- Selected excerpt:
● ● ●
[metrics-team] Hello from blackbird

Karsten Loesing karsten at torproject.org
Thu Apr 4 15:59:24 UTC 2019


On 2019-03-24 20:01, Su Yu wrote:
> Hi Karsten,

Hi blackbird,

> Sorry for the late reply! I needed to learn how to read the consensuses
> (and I still have a lot to learn).
> 
> - How does the shorter release cycle affect update behavior?
> 
> I have been thinking about this question. With the data you shared, I
> plotted the age of servers vs. the age of their versions:
> 
> server_age_version_age.png
> The "Age of server" is computed as the number of days between today and
> the date that the server started running.

Wait, the data I gave you doesn't say anything about when the server
started running. It's the date when relays were listed as running in a
consensus.

> The "Age of version" is the
> field "days_since_first_recommended" from the data table. The left plot
> uses the data of relays and the right is of the bridges.
> 
> Overall, it seems that the older servers update more quickly, which is a
> little counter-intuitive. I guess this can be a result of how the
> dataset was constructed?
> 
> However, to really address this question, we will need longitudinal data
> of the update behavior, instead of only one snapshot. I think this
> requires parsing the consensus files from multiple time points and
> compiling them. Did you create the above dataset by parsing the
> consensus? If so, would you think this is viable?

The data I gave you is not a snapshot. It's based on parsing all
consensuses back to 2007.

I wonder if this analysis makes more sense if you're parsing consensus
files yourself. Sorry that my data apparently confused you, that was not
my intention.
 
> On a separate note: I saw this
> <https://metrics.torproject.org/uncharted-data-flow.html> on the Metrics
> website and feel very interested. I wonder if there is more work/data
> relevant to this network?

The data is all available on the Tor Metrics website, though it requires
parsing raw data to produce a visualization like that. Note that while
it's certainly a nice visualization, it's not really a priority for us
at the moment to have more of those.

If you'd still like to help out with Tor Metrics tasks, maybe take a
look at Trac for open tickets in the Metrics/* components and at the
relevant Git repositories. If there's something you'd like to work on,
just comment on the ticket.

Thanks!

> Thanks,
> blackbird

All the best,
Karsten



> On Mon, Mar 11, 2019 at 11:00 AM Karsten Loesing <karsten at torproject.org
> <mailto:karsten at torproject.org>> wrote:
> 
>     Hi,
> 
>     sorry for the late reply. I guess I was hoping to find time to produce
>     some more data for you, but that time has not materialized yet. Let me
>     respond to your questions anyway, and maybe you'll be able to produce
>     your own data from the original data.
● ● ●
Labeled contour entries

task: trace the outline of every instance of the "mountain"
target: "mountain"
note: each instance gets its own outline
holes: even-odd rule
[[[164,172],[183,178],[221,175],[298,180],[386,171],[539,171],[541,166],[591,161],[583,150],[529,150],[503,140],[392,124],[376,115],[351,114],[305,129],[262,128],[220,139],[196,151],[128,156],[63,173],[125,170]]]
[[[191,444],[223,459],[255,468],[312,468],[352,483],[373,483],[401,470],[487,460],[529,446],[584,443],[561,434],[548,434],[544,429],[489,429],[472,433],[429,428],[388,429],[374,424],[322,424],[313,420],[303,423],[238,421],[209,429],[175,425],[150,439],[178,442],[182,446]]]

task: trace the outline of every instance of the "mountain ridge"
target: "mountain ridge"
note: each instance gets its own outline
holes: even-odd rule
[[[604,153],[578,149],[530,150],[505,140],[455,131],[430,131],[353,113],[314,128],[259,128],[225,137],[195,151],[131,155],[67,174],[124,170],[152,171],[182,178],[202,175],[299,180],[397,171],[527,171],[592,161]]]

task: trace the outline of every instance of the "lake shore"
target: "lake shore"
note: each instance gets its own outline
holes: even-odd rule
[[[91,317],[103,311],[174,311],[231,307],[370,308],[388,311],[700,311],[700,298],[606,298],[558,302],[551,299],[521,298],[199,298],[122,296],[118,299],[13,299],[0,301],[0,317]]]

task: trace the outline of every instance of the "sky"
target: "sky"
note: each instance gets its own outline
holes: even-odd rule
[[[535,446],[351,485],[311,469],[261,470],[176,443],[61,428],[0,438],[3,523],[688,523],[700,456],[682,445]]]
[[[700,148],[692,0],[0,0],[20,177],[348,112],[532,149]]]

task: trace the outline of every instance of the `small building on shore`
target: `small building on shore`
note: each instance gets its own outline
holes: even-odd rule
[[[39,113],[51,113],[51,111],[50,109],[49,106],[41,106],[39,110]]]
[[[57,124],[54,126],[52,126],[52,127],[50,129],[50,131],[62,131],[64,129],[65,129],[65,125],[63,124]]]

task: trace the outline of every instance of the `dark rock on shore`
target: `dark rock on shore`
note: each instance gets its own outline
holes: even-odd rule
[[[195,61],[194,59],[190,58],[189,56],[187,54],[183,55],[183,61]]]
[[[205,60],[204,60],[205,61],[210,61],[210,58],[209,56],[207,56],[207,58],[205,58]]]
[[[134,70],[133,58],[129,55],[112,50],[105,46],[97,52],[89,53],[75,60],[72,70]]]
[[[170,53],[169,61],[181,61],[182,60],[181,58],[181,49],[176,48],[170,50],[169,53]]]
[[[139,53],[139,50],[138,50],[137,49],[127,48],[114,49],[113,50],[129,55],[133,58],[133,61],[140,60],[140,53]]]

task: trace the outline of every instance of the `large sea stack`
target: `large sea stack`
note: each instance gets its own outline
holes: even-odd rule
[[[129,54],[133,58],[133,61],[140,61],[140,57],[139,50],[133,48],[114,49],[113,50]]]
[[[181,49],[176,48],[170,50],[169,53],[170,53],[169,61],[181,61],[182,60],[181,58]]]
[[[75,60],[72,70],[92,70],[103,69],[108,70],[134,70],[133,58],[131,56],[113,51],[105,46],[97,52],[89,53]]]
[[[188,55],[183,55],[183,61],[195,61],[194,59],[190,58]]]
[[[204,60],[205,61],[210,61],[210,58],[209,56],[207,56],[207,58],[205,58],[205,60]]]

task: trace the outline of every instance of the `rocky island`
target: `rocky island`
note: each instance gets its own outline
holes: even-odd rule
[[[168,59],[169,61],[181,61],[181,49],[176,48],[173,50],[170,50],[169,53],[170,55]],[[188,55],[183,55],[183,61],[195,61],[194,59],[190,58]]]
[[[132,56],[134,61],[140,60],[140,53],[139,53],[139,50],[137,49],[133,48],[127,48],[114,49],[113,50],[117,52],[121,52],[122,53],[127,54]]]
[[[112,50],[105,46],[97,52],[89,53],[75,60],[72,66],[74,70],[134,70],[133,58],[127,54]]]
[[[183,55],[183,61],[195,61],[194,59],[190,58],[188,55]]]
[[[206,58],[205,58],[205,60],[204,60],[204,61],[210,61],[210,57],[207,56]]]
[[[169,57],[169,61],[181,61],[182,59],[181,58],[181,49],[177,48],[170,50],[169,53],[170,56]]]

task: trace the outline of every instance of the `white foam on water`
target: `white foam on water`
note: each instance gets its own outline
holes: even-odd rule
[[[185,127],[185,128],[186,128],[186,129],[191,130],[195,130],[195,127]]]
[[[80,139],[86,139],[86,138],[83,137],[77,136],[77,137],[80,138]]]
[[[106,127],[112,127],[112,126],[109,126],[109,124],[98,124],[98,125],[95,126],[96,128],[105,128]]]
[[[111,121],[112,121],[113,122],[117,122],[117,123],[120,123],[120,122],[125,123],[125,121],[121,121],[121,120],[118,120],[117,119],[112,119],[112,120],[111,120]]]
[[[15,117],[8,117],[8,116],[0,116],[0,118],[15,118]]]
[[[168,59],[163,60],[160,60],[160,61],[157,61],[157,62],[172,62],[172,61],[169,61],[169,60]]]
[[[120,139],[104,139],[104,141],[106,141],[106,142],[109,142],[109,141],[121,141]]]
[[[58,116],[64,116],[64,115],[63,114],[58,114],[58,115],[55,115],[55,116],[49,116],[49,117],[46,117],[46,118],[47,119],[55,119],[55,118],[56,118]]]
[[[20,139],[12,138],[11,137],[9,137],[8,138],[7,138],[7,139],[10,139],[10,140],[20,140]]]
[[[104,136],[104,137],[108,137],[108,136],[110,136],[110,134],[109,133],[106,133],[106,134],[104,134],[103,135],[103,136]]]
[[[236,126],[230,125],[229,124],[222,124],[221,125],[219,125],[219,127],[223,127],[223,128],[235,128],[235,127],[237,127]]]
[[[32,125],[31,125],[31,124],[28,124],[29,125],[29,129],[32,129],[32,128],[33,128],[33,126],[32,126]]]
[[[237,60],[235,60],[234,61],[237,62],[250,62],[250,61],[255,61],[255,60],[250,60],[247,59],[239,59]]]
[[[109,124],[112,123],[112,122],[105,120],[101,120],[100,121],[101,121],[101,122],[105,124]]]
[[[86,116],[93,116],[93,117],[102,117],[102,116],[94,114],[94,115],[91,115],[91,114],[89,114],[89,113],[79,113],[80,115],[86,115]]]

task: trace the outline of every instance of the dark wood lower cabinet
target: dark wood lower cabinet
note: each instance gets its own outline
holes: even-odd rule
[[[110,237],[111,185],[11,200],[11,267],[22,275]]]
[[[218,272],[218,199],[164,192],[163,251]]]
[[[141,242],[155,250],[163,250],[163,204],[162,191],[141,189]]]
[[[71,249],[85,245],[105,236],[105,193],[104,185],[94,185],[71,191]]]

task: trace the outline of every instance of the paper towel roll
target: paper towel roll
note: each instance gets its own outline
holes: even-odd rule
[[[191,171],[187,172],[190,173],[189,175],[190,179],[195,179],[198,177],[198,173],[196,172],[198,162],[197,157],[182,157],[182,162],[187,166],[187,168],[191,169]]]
● ● ●
- Challenges:
• A. Translate this sentence from the Tor Metrics email into French: "The data I gave you is not a snapshot."
• B. In the Tor Metrics email, back to which year were the consensuses parsed to build the data Karsten provided?
• C. List every sentence written by blackbird and quoted in the Tor Metrics email that ends with a question mark.

- Written answers:
• A. Les données que je vous ai fournies ne constituent pas un instantané.

• B. 2007.

• C.
- How does the shorter release cycle affect update behavior?
- I guess this can be a result of how the dataset was constructed?
- Did you create the above dataset by parsing the consensus?
- If so, would you think this is viable?
- I wonder if there is more work/data relevant to this network?